> DESCRIPTION OF THE TASK:
In the passage on the AIRSHED application below, change every "stiffness matrix" to "coefficient matrix" and write out the part that begins with "The program computes" and stops after "once per hour.".

> GIVEN TEXT:
= Beginning of Section =

The AIRSHED application simulates the behavior of the AIRSHED model when
it is applied to $s$ chemical species, distributed over domains containing
$p$ grid points in each of $l$ atmospheric layers~\cite{AIRSHED}.
In our simulation,
$s = 35$ species, $p = 1024$ grid points, and $l = 4$ atmospheric layers.

The program computes in two principle phases: (1) horizontal
transport (using a finite element method with repeated application
of a direct solver), followed by (2) chemistry/vertical transport (using
an iterative, predictor-corrector method).  Input is
an $l \times s \times p$ concentration array $C$.  Initial conditions
are input from disk, and in a preprocessing phase for the horizontal
transport phases to follow, the finite element stiffness matrix for each
layer is assembled and factored.  The atmospheric
conditions captured by the stiffness matrix are assumed to be constant
during the simulation hour, so this step is performed just once per hour.

= End of Section =

> DATA BELOW:
= Beginning of Section =

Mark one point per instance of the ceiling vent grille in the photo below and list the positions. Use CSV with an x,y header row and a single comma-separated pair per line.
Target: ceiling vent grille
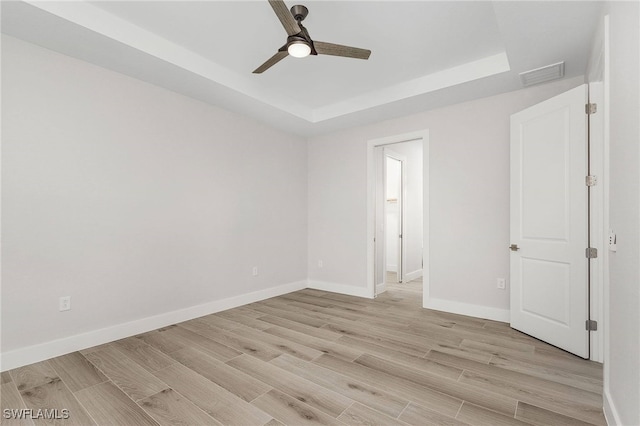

= End of Section =

> RESULT FOR THIS EXERCISE:
The program computes in two principle phases: (1) horizontal
transport (using a finite element method with repeated application
of a direct solver), followed by (2) chemistry/vertical transport (using
an iterative, predictor-corrector method).  Input is
an $l \times s \times p$ concentration array $C$.  Initial conditions
are input from disk, and in a preprocessing phase for the horizontal
transport phases to follow, the finite element coefficient matrix for each
layer is assembled and factored.  The atmospheric
conditions captured by the coefficient matrix are assumed to be constant
during the simulation hour, so this step is performed just once per hour.